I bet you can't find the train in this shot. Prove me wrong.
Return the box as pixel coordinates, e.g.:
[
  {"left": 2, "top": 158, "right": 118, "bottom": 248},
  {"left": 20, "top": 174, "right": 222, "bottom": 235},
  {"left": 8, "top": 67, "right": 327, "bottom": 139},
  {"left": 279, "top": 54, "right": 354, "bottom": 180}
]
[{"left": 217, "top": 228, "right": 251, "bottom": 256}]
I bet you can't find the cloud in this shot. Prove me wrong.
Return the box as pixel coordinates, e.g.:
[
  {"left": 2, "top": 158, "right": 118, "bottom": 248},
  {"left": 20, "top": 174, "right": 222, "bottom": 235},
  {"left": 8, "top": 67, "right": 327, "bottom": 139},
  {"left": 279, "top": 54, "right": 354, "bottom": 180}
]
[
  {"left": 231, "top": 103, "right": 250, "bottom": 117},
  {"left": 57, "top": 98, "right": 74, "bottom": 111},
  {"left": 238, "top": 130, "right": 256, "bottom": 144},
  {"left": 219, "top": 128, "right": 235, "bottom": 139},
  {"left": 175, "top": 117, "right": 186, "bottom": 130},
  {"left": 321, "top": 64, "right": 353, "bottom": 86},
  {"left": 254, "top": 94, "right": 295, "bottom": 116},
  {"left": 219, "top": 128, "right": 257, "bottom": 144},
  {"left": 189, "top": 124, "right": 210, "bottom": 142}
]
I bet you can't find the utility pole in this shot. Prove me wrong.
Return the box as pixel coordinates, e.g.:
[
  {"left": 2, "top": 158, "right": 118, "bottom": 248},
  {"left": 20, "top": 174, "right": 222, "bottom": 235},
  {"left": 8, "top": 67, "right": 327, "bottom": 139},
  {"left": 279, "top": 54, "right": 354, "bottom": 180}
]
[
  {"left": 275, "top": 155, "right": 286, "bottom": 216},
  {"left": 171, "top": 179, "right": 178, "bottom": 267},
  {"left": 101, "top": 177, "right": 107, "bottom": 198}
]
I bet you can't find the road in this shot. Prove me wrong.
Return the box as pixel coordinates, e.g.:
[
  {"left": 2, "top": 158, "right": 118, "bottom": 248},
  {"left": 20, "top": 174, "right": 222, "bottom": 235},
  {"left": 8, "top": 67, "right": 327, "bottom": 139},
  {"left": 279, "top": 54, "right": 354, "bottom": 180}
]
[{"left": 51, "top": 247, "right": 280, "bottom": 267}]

────────────────

Output the data above as a Markdown table with columns "No." and "Text". Include only the part from the line containing "I bet you can't find the utility" through the end of the data, give each line its own numbered row, and leave out blank lines.

| No. | Text |
|---|---|
| 1 | I bet you can't find the utility pole in this shot. Prove me wrong. |
| 2 | Return the box as pixel coordinates, e.g.: |
| 3 | [ |
| 4 |   {"left": 2, "top": 158, "right": 118, "bottom": 248}, |
| 5 |   {"left": 20, "top": 174, "right": 222, "bottom": 235}, |
| 6 |   {"left": 8, "top": 67, "right": 327, "bottom": 139}, |
| 7 |   {"left": 279, "top": 54, "right": 354, "bottom": 180} |
| 8 | ] |
| 9 | [ |
| 10 |   {"left": 275, "top": 155, "right": 286, "bottom": 216}, |
| 11 |   {"left": 171, "top": 179, "right": 178, "bottom": 267}, |
| 12 |   {"left": 101, "top": 177, "right": 107, "bottom": 198} |
| 13 | ] |
| 14 | I bet you can't find the road in this shot. Prove me wrong. |
| 15 | Return the box as pixel coordinates, e.g.: |
| 16 | [ |
| 17 |   {"left": 2, "top": 158, "right": 118, "bottom": 248}, |
| 18 |   {"left": 20, "top": 174, "right": 222, "bottom": 235}, |
| 19 |   {"left": 8, "top": 67, "right": 327, "bottom": 139}, |
| 20 |   {"left": 279, "top": 54, "right": 354, "bottom": 180} |
| 21 | ] |
| 22 | [{"left": 51, "top": 247, "right": 280, "bottom": 267}] |